'''

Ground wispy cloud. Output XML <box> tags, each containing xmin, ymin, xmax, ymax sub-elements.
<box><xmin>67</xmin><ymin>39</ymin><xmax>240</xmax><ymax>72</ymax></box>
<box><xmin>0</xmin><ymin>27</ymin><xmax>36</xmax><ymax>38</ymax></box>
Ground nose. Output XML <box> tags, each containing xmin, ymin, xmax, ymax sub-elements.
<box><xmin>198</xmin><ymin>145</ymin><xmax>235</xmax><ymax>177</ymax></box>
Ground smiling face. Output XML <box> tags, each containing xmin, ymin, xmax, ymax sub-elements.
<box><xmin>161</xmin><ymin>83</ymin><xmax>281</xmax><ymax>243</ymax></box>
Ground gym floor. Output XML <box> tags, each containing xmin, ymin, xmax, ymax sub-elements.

'''

**WHAT THIS TASK INVOLVES**
All lines above are to be transcribed exactly.

**YOUR RESPONSE**
Ground wispy cloud. Output XML <box> tags, each containing xmin, ymin, xmax, ymax sub-elements.
<box><xmin>67</xmin><ymin>39</ymin><xmax>240</xmax><ymax>72</ymax></box>
<box><xmin>0</xmin><ymin>27</ymin><xmax>36</xmax><ymax>38</ymax></box>
Ground nose. Output XML <box> tags, each containing xmin, ymin, xmax, ymax sub-elements.
<box><xmin>198</xmin><ymin>145</ymin><xmax>235</xmax><ymax>177</ymax></box>
Ground smiling face. Output XML <box> tags, each containing xmin, ymin, xmax, ymax sub-elements.
<box><xmin>161</xmin><ymin>83</ymin><xmax>281</xmax><ymax>243</ymax></box>
Ground gym floor. Output XML <box> tags, each containing xmin, ymin, xmax, ymax sub-elements.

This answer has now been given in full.